— DATA FOR THE TASK —
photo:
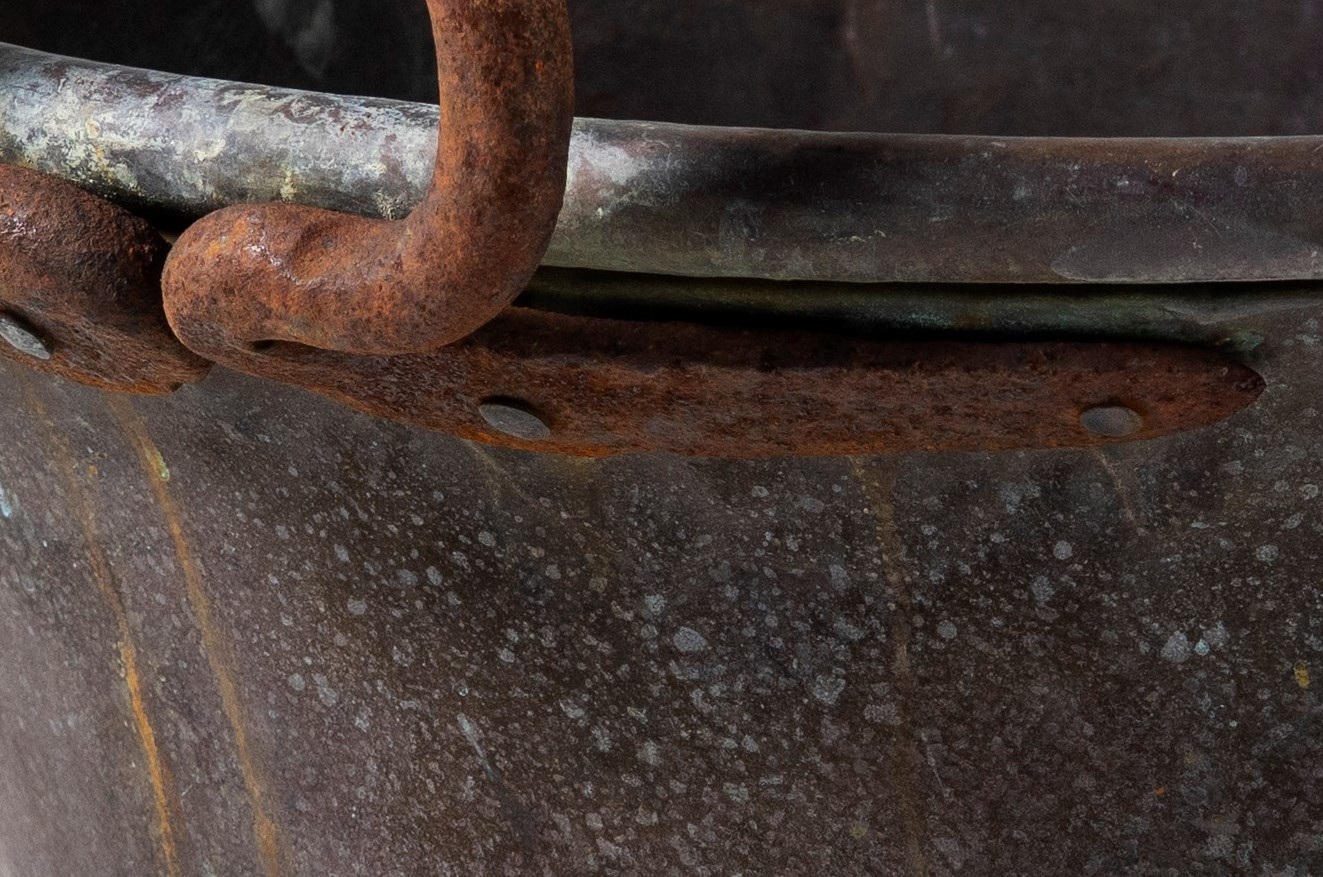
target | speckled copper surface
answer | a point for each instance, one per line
---
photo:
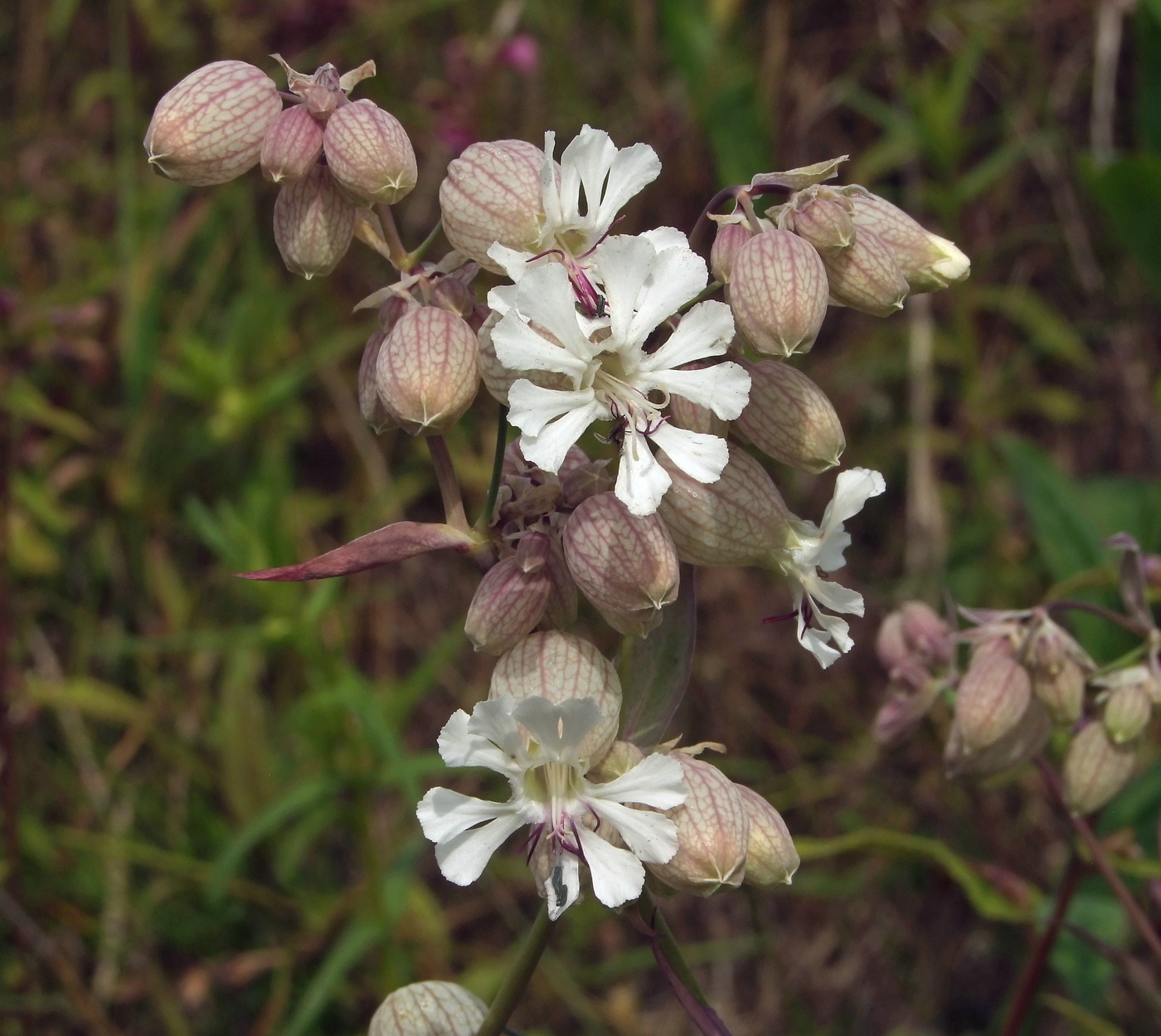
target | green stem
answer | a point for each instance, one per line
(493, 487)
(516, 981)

— WHAT TO PRODUCE —
Copy out each line carrying the string "target" from the data.

— EXERCISE RESULT —
target | speckled copper surface
target | green stem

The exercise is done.